Testo proposto:
= = = = = = =

Quando Cosimo De Medici morì nel 1461 gli successe il figlio Piero, come lui afflitto dalla gotta che lo portò a una fine precoce, nel 1469. La guida della famiglia passò al primogenito di Piero, Lorenzo, che compiva appena vent'anni e che aveva avuto un eccellente educazione.
Il nonno Cosimo gli aveva dato i migliori maestri: Argiropulo per il greco, Ficino per la filosofia e se stesso per la politica e il commercio.
Lorenzo non aveva nulla di attraente: era di colirito olivastro, alto, robusto ma il volto scadeva nel volgare per via della mascella pesante e dalle narici larghe, schiacciate come quelle di un pugile e con una distorsione del setto che dava alla sua voce un tono sgradevolmente nasale.
Ancora al mecenatismo di Cosimo dobbiamo l'istituzione dell'Accademia Platonica. Della filosofia greca gli italiani sapevano poco o nulla. Platone era semisconosciuto e riusciva impossibile capire in cosa si distinguesse da Aristotele.
Finchè il Concilio ecumenico riconciliò le due chiese occidentale ed orientale. Con l'imperatore e il patriarca d'oriente era arrivato a Firenze uno stuolo di sapienti e dottrinari la cui raffinatezza incantò gli italiani, fu così che si diffusero i concetti platonici con schiere di seguaci.
Un passaggio importante questo, poiché fu Marsilio Ficino, erudito filosofo e conciliatore di paganesimo e cristianesimo ad erudire il giovane Lorenzo, a raffinarne il gusto per l'arte.
Il Magnifico Lorenzo fu quindi erudito mecenate e al contempo pragmatico politico.
Grazie a Lorenzo l'italiano mantenne il rango di lingua colta che Dante gli aveva dato, fattore a rischio per i latineggianti umanisti.
Alla corte di Lorenzo non si parlava altra lingua, pur scrivendo e leggendo bene quelle antiche.
Le arti- letteratura, pittura, scultura, architettura- conobbero, nella Firenze medicea, altezze mai eguagliate . Fu il miracolo chiamato Rinascimento, che dalla Toscana si irradiò verso il resto d'Italia: verso la Roma papale, ma anche alla Ferrara degli Estensi .
Lorenzo De Medici spirò a 43 anni non prima di aver chiesto l'assoluzione al Savonarola che a fatica la impartì. Lasciò una Firenze prospera e pacificata e un patrimonio culturale straordinario.

= = = = = = =

Record forniti:
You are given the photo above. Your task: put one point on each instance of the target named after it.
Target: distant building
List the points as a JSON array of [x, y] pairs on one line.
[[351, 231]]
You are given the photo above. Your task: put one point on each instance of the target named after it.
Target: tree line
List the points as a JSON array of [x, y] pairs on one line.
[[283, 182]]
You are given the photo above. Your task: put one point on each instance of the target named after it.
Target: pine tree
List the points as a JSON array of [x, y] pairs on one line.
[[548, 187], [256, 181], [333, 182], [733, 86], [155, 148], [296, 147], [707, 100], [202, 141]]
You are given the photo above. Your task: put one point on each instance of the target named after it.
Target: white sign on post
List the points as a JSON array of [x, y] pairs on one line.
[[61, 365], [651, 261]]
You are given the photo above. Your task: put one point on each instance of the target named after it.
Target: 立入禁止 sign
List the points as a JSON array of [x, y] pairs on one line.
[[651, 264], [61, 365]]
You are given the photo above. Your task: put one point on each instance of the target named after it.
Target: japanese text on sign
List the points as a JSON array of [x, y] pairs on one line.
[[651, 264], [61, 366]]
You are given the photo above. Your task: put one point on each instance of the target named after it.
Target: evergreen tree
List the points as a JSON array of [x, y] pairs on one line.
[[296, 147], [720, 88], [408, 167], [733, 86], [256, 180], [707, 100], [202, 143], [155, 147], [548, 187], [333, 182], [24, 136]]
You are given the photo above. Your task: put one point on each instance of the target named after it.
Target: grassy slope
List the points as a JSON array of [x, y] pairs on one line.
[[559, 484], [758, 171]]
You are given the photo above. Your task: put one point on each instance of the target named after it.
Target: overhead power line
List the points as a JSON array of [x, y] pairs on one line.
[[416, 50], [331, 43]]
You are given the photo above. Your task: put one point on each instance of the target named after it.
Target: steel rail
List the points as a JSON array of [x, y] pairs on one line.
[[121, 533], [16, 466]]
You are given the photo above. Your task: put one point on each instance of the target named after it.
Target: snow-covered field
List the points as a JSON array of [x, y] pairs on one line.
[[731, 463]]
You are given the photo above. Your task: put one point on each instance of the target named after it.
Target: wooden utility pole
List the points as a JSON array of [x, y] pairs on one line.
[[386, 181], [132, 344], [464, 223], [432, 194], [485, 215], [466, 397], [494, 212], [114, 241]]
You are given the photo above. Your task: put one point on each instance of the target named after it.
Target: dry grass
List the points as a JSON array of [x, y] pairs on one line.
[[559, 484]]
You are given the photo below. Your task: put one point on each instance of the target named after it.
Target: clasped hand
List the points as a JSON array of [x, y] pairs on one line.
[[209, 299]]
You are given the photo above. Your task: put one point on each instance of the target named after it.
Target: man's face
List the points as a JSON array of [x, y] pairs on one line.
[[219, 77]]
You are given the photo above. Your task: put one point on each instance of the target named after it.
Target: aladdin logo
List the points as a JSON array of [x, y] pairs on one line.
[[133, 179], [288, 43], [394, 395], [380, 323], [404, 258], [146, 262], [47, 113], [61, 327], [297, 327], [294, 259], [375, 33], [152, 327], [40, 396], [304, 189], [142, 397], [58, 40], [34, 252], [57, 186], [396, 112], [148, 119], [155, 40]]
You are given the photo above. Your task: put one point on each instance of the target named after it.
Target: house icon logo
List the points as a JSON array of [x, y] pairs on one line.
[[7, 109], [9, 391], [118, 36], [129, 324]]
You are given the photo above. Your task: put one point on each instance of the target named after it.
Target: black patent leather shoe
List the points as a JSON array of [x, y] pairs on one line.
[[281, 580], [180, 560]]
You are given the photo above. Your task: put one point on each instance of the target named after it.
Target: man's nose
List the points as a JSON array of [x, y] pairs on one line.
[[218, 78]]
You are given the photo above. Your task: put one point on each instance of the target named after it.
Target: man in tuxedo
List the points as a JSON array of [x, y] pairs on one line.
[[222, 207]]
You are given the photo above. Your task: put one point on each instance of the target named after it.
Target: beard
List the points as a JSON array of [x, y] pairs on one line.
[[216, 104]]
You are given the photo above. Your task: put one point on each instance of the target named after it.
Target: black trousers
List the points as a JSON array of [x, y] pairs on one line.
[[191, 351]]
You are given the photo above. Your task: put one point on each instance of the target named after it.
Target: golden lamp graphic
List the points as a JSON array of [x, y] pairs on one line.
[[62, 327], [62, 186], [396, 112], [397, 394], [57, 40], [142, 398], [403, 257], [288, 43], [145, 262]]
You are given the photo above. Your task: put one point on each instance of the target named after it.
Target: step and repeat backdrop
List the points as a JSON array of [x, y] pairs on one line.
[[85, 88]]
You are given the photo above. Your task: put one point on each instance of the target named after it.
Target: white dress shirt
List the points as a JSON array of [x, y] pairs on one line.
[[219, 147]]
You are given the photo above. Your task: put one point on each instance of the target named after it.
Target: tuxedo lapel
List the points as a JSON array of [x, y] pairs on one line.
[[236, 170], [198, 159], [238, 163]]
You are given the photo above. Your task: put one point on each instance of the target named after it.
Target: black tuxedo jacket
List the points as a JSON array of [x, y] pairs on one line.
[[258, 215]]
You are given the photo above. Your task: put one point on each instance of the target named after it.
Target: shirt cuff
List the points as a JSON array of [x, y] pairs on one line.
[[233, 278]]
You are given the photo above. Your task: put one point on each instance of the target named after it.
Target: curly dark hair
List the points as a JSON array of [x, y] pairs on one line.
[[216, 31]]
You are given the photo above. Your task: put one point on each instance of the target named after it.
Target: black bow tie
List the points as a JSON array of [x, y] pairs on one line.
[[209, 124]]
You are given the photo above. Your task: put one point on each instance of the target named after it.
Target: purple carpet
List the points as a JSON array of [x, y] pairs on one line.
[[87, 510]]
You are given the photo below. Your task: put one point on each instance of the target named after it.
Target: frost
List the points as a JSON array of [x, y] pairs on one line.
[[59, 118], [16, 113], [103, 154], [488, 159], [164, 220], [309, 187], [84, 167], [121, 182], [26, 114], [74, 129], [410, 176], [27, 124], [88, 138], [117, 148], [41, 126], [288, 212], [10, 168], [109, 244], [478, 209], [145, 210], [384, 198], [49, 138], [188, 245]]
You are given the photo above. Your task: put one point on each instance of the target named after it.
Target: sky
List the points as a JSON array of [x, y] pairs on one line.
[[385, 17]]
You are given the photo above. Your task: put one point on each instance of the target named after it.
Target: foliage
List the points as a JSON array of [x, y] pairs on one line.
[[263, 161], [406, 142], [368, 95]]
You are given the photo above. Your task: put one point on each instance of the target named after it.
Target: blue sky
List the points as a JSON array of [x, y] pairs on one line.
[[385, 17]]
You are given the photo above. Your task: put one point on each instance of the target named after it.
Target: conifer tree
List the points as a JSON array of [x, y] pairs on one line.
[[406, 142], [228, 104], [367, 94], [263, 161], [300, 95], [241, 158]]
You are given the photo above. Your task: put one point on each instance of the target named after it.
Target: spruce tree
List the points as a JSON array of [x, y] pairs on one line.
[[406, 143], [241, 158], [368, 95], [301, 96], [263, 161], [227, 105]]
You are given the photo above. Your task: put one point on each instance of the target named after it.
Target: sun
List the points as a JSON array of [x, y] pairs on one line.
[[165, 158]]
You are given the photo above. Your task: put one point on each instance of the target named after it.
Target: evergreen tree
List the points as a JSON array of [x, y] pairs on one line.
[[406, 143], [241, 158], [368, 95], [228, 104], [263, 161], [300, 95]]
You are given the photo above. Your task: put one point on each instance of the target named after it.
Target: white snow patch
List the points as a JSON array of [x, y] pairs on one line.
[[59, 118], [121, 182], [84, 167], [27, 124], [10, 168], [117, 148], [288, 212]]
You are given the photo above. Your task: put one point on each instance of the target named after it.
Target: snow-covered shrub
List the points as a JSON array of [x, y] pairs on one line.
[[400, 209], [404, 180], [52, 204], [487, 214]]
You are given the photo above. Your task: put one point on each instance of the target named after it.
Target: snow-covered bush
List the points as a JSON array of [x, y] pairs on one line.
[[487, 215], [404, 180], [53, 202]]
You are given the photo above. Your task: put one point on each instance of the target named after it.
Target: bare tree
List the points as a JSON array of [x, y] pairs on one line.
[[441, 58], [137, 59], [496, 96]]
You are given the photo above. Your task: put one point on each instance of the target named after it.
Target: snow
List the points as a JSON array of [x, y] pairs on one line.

= = = = = = =

Esercizi da svolgere:
• A. Traduci in inglese questa frase del testo su Lorenzo il Magnifico: "Il Magnifico Lorenzo fu quindi erudito mecenate e al contempo pragmatico politico."
• B. Trascrivi dal testo su Lorenzo il Magnifico tutto ciò che va da "Un passaggio importante" giù fino a "gusto per l'arte.".
• C. Riassumi il testo su Lorenzo il Magnifico in due frasi.
I record non servono a nulla qui.

Risultati per esercizio:
• A. The Magnificent Lorenzo was therefore a learned patron and, at the same time, a pragmatic politician.

• B.
Un passaggio importante questo, poiché fu Marsilio Ficino, erudito filosofo e conciliatore di paganesimo e cristianesimo ad erudire il giovane Lorenzo, a raffinarne il gusto per l'arte.

• C. Dopo la morte di Cosimo e poi di Piero, la guida della famiglia passò al giovane Lorenzo, formato da ottimi maestri tra cui Marsilio Ficino, che ne raffinò il gusto per l'arte. Mecenate erudito e politico pragmatico, Lorenzo mantenne all'italiano il rango di lingua colta e, morto a 43 anni, lasciò una Firenze prospera e pacificata e uno straordinario patrimonio culturale.